Objective:
Write the material below as a numbered list, skipping blank lines, and include only the lines from the one with "the chandelier arm" to the one with "[302,43,331,75]".

(Excerpts of labeled region data)
----------------

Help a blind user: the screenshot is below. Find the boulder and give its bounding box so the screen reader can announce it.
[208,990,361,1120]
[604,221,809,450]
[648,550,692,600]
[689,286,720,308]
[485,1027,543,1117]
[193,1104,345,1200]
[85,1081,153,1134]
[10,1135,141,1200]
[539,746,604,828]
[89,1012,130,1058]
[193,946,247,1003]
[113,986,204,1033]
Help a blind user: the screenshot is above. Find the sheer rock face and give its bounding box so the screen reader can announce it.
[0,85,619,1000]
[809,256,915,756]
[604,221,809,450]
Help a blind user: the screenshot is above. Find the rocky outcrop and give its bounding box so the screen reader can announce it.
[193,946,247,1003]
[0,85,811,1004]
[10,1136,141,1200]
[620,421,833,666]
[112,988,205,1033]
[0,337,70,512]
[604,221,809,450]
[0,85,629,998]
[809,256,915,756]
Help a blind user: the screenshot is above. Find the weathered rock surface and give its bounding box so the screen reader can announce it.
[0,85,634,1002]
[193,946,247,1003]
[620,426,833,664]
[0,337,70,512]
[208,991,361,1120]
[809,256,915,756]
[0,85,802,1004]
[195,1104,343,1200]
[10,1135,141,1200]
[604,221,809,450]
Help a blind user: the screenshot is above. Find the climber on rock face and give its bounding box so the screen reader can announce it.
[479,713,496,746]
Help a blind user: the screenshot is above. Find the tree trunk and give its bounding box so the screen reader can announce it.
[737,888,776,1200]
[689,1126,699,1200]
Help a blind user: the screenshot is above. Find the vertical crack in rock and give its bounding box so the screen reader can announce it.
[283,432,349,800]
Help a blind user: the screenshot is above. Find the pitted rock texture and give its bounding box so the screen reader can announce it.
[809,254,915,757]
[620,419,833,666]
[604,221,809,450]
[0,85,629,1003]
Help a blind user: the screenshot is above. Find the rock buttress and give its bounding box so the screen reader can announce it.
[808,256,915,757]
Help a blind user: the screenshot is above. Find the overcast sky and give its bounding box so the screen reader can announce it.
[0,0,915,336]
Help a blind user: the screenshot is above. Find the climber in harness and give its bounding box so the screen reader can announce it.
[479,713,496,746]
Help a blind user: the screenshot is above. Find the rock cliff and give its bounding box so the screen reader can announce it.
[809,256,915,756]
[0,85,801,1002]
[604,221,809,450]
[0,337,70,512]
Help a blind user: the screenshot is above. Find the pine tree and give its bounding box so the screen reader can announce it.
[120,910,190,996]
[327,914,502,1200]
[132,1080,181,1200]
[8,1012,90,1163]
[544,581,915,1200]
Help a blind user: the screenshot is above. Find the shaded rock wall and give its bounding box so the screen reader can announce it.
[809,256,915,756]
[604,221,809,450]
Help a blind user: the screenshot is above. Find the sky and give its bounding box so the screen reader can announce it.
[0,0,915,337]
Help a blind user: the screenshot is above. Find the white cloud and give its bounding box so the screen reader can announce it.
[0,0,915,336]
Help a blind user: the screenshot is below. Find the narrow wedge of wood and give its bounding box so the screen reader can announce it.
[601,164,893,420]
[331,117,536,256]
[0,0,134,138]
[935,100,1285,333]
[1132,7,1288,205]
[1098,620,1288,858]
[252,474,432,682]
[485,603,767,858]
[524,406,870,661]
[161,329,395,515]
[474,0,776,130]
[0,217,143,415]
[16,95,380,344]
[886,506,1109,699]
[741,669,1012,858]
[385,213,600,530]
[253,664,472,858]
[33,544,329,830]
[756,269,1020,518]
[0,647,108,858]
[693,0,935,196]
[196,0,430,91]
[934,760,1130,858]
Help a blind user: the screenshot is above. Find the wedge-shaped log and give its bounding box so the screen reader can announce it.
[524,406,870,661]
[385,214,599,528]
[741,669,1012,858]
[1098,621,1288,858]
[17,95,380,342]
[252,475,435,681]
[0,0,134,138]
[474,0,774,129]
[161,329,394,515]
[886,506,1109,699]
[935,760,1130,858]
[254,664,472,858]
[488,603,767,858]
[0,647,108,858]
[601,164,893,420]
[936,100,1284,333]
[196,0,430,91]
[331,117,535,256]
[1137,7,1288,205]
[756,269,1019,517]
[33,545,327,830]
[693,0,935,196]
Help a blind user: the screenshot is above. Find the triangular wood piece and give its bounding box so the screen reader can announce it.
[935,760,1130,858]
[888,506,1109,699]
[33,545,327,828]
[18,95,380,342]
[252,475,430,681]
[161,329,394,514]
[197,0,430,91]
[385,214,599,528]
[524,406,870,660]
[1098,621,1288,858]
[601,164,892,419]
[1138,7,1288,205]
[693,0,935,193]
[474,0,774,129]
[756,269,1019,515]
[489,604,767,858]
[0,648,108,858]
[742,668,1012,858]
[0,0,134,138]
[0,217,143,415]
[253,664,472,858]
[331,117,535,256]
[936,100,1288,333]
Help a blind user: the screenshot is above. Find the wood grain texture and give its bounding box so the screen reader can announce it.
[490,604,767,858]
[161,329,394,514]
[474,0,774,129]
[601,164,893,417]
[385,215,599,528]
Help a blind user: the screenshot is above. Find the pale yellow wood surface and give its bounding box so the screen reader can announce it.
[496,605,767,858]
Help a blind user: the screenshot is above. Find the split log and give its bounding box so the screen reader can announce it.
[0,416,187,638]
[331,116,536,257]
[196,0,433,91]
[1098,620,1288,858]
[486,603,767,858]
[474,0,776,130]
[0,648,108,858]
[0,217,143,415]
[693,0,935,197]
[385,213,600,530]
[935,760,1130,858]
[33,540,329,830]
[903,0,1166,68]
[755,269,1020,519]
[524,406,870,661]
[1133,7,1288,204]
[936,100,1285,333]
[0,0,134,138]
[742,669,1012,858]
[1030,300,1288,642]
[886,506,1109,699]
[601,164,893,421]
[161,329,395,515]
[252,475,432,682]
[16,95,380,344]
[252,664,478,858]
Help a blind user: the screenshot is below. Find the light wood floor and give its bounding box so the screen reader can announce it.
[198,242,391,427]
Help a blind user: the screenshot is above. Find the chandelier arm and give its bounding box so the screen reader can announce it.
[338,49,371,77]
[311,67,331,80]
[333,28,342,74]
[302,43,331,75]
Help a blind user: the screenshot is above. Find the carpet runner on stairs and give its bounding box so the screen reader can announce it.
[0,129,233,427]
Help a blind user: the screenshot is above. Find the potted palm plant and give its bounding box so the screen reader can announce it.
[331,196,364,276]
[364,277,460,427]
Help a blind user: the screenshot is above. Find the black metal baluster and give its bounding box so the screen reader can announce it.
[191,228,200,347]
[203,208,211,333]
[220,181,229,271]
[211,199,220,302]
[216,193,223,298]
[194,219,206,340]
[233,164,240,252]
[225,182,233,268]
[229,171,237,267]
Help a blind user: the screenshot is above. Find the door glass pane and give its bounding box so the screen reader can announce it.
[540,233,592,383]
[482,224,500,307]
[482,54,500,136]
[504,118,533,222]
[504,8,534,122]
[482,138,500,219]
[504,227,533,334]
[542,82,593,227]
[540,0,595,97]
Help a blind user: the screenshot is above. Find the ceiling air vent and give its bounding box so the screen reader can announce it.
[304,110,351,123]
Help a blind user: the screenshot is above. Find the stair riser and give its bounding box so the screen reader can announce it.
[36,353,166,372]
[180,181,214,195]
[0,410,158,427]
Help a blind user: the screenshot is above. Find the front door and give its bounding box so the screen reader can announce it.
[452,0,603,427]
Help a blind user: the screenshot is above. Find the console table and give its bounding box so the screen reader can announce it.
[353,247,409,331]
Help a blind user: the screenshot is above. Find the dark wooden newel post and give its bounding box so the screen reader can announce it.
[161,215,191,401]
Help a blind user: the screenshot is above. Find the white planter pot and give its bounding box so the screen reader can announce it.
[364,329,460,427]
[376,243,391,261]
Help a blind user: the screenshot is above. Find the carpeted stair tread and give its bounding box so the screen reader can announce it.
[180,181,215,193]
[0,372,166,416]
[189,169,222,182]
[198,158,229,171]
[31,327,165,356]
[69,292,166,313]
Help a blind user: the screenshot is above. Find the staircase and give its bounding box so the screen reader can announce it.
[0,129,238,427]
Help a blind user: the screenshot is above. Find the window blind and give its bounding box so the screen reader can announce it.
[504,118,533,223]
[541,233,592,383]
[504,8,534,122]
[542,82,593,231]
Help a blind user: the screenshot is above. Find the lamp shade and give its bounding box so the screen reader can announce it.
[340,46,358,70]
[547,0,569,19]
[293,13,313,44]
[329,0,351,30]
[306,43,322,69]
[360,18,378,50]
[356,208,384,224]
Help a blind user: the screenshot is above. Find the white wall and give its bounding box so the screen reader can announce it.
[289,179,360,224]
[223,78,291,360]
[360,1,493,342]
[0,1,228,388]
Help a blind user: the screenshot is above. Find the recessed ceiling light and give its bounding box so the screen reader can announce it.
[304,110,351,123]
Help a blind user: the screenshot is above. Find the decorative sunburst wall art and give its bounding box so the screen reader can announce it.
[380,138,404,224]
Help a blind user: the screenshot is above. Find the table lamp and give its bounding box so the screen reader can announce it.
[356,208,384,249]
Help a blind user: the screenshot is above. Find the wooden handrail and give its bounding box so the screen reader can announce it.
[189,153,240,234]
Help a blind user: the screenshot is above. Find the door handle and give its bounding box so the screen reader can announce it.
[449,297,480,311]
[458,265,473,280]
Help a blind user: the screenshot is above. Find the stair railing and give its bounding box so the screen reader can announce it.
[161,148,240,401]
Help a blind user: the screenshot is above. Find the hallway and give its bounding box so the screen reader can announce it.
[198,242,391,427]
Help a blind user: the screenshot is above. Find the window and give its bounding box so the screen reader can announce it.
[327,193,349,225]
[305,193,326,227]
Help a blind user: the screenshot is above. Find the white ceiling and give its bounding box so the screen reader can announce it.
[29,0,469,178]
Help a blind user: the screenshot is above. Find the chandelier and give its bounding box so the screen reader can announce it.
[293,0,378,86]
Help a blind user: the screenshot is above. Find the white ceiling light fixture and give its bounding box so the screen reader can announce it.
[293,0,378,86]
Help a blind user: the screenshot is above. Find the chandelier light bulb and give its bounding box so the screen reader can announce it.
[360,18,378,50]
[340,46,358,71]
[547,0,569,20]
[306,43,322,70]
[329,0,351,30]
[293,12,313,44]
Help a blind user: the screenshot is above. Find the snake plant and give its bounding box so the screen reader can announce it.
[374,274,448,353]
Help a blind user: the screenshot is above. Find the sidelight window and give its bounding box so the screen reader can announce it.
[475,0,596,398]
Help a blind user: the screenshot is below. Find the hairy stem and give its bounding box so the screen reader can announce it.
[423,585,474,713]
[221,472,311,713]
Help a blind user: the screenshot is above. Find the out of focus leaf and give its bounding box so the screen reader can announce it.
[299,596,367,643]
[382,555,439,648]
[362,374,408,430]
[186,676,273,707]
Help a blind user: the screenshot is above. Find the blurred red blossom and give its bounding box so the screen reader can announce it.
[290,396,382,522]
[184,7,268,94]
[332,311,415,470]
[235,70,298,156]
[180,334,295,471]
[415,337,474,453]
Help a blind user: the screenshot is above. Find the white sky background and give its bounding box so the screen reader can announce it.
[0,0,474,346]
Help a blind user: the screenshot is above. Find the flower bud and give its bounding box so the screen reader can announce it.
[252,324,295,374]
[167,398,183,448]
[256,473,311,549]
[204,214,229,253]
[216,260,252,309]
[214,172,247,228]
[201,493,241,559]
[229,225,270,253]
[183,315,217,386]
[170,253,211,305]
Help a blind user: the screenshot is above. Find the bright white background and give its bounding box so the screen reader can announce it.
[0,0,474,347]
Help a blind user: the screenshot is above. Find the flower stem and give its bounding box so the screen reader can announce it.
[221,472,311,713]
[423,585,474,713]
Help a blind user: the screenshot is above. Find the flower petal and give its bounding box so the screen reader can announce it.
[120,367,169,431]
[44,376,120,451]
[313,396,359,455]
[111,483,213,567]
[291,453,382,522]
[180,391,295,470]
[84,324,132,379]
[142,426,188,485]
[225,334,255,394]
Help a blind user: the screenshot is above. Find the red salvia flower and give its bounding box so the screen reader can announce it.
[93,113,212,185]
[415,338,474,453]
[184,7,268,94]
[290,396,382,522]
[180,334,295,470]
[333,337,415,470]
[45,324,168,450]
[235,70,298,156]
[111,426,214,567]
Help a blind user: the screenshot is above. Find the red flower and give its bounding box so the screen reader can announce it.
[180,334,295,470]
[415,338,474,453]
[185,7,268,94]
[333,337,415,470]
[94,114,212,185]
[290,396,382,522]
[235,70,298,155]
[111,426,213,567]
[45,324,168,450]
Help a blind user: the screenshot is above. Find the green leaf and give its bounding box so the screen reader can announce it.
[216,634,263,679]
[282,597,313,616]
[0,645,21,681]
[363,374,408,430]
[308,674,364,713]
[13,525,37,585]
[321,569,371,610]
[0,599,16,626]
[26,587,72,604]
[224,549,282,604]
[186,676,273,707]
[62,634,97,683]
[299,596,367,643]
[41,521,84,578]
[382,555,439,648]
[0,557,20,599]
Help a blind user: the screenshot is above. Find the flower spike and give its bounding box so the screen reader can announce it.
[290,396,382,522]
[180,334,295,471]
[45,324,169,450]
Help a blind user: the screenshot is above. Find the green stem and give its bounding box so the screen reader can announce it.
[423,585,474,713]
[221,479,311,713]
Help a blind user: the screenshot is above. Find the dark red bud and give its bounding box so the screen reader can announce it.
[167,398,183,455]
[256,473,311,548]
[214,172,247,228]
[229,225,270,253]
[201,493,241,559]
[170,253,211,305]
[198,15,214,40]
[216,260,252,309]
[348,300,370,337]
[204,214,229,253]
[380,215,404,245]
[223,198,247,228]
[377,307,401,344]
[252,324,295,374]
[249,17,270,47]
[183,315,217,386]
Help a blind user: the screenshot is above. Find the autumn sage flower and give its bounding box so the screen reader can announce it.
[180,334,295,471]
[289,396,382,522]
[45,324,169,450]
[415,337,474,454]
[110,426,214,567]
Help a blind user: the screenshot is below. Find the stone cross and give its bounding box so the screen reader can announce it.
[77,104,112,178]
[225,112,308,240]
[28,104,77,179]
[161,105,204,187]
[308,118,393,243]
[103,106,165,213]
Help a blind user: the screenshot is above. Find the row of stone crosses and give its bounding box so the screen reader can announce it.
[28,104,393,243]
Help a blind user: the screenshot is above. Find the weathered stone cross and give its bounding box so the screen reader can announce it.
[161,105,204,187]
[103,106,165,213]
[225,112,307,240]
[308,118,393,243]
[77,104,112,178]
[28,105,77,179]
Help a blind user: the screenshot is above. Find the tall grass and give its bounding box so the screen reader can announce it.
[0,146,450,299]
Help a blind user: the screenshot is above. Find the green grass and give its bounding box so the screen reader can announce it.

----------------

Answer for the task:
1. Help a blind user: the screenshot is above. Find the chandelier arm and give its bounding box so the screen reader can announce it.
2. [338,49,371,77]
3. [311,67,331,80]
4. [333,28,342,74]
5. [302,43,331,75]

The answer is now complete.